[REQUIRED WORK]:
Please repeat the lines below exactly. Begin with the line containing "Target: broad green leaf" and go on through the line containing "Spot the fern".

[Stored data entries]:
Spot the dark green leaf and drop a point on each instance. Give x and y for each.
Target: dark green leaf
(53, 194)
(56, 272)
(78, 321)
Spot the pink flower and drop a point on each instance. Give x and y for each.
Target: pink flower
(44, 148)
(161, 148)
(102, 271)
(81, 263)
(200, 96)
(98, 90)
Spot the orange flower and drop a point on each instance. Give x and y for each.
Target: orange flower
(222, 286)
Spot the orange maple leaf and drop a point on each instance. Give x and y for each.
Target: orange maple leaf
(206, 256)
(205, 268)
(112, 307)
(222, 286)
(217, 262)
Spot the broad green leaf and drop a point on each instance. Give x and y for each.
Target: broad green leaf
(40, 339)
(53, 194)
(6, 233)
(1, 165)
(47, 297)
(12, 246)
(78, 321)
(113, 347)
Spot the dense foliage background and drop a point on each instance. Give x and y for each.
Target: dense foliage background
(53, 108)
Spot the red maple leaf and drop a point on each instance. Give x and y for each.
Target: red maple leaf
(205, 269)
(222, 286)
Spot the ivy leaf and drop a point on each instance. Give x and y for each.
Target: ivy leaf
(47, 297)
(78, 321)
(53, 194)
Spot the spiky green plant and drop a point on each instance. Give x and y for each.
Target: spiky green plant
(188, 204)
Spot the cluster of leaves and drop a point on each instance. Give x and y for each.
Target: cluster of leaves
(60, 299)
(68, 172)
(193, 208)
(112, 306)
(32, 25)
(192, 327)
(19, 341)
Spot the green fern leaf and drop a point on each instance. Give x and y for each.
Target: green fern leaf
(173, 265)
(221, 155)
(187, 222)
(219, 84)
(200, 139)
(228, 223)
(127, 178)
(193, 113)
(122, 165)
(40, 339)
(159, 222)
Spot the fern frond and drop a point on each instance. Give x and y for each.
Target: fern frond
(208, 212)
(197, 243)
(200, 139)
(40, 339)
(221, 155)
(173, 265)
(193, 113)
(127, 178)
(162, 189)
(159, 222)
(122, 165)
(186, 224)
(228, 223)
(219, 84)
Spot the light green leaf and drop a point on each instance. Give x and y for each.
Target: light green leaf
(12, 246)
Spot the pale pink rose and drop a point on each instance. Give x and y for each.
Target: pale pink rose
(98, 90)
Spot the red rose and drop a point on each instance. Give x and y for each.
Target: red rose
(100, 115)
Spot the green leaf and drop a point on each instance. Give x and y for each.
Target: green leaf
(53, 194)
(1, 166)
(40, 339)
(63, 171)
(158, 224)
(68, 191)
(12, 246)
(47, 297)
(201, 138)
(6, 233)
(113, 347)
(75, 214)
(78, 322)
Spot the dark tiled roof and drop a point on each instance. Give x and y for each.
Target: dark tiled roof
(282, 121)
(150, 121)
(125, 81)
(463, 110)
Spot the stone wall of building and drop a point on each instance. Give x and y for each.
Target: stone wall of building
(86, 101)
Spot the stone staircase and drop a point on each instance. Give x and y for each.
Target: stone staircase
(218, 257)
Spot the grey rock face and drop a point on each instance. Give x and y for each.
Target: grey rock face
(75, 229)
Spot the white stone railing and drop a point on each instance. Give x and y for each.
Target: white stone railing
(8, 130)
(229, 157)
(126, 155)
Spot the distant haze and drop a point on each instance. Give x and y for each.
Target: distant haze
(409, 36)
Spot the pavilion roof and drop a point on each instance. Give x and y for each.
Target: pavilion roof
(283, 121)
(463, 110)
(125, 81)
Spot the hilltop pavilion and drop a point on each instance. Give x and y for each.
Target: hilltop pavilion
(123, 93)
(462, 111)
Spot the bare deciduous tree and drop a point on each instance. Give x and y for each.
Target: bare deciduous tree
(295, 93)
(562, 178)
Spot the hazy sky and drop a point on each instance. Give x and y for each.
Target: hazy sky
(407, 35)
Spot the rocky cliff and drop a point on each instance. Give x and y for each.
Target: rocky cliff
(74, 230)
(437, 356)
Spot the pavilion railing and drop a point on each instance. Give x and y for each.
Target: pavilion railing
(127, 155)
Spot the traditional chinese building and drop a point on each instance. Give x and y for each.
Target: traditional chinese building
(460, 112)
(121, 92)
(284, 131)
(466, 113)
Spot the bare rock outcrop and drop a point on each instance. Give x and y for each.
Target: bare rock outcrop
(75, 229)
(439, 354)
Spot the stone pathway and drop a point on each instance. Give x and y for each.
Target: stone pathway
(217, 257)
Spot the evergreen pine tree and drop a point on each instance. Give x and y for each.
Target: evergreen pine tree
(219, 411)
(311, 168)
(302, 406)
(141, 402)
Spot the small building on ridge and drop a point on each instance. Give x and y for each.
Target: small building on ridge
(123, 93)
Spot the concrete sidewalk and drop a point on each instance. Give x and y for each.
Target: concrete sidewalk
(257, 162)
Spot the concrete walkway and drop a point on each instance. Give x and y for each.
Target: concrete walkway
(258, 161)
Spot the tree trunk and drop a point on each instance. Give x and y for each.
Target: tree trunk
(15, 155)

[RESULT FOR THIS EXERCISE]:
Target: broad green leaf
(40, 339)
(53, 194)
(6, 233)
(1, 165)
(47, 297)
(12, 246)
(78, 321)
(113, 347)
Spot the dense foliage background and drop a point on each instance. Give x and y for each.
Target: dense foliage background
(53, 108)
Spot the red maple leaf and drop a point on each instance. Give x and y for each.
Target: red maple leaf
(205, 269)
(222, 286)
Spot the ivy leaf and drop a point on each instance. Give x and y for each.
Target: ivy leaf
(47, 297)
(78, 321)
(53, 194)
Spot the spiky green plant and drop a point on each instance. Give x and y for each.
Target: spiky green plant
(188, 204)
Spot the cluster of leaves and drop a point on each instance. Give x and y for each.
Target: cluster of leaves
(60, 299)
(68, 172)
(193, 208)
(112, 306)
(32, 25)
(192, 327)
(19, 341)
Spot the green fern leaf and drop a point on each instance. Give x and y for each.
Target: green fern leaf
(173, 265)
(221, 155)
(187, 222)
(219, 84)
(200, 139)
(228, 223)
(127, 178)
(193, 113)
(122, 165)
(40, 339)
(159, 222)
Spot the fern frond and drop a point on each instance. Give x and y for each.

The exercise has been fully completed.